The problem: Select each line of the records that contains the word "rear", matching case exactly, and copy those lines.

Provided data:
###
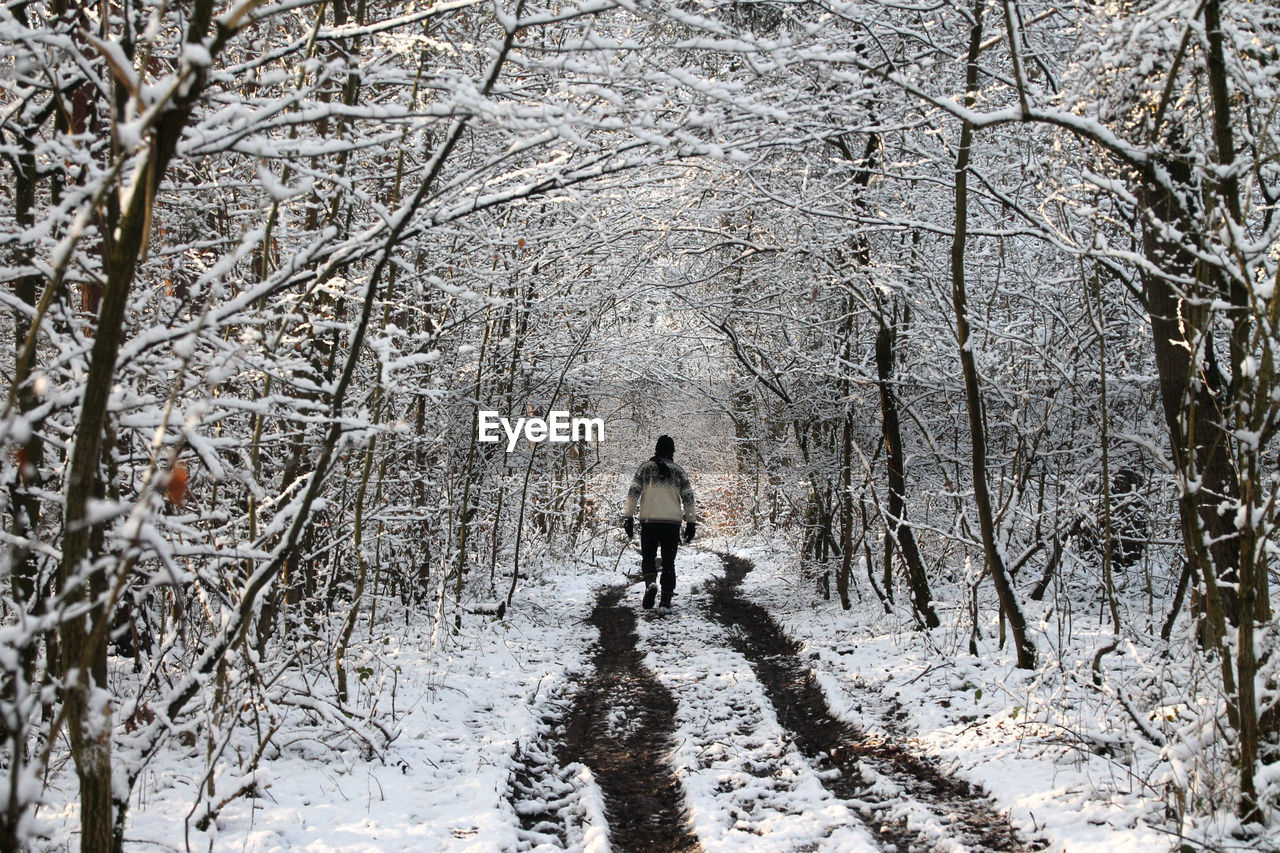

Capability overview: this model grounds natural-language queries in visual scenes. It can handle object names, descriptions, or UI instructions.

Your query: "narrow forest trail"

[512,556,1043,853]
###
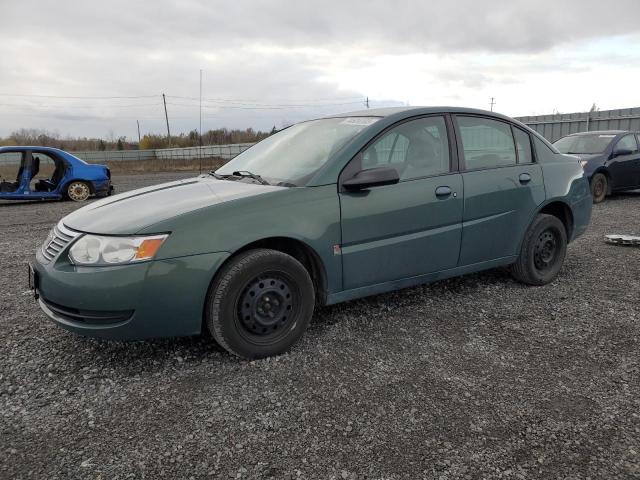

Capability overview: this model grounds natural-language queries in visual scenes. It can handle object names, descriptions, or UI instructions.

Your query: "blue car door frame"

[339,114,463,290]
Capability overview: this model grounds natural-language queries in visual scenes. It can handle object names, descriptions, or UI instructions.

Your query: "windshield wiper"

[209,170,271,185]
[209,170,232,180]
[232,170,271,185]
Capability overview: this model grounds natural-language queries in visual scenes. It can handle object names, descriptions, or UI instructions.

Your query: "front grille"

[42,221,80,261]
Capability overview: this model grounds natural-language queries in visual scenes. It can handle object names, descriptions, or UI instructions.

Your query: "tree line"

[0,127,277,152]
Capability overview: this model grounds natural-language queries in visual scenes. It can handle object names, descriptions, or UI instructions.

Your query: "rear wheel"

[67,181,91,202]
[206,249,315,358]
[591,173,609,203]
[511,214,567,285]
###
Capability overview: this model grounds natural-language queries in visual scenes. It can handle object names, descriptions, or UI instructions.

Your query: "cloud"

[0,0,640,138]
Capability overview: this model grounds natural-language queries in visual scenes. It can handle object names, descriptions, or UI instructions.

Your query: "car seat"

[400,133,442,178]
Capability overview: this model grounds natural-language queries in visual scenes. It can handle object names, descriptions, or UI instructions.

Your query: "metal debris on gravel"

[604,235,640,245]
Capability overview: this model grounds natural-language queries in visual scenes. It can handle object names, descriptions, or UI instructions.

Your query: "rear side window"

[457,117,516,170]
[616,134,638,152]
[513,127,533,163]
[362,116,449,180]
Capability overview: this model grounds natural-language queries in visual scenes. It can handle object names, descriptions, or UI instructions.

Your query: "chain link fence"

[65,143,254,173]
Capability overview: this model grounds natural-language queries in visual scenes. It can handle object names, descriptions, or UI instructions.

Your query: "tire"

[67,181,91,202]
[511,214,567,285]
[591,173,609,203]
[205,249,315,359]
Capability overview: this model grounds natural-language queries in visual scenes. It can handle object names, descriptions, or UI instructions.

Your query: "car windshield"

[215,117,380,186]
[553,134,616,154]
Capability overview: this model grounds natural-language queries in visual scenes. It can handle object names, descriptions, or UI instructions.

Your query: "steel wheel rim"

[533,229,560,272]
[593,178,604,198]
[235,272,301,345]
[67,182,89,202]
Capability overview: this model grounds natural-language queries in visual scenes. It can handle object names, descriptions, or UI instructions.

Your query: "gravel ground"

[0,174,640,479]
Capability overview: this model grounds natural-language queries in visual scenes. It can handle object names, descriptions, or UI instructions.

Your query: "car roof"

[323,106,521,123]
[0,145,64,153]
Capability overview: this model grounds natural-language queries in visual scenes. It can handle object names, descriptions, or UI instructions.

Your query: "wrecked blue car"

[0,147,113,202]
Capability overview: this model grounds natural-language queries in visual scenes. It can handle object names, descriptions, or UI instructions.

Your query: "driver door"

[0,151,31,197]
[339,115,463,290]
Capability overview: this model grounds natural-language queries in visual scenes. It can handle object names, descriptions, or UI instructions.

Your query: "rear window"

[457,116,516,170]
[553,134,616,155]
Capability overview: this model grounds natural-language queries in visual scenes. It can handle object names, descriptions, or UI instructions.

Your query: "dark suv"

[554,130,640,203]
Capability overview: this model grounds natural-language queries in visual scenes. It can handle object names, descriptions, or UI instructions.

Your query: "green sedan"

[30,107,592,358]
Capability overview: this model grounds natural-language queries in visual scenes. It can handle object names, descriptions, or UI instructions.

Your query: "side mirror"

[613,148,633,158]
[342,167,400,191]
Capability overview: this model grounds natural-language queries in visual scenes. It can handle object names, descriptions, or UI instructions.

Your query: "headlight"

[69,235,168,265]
###
The response:
Your query: "rear wheel"
Your query: "rear side window"
Your query: "rear window"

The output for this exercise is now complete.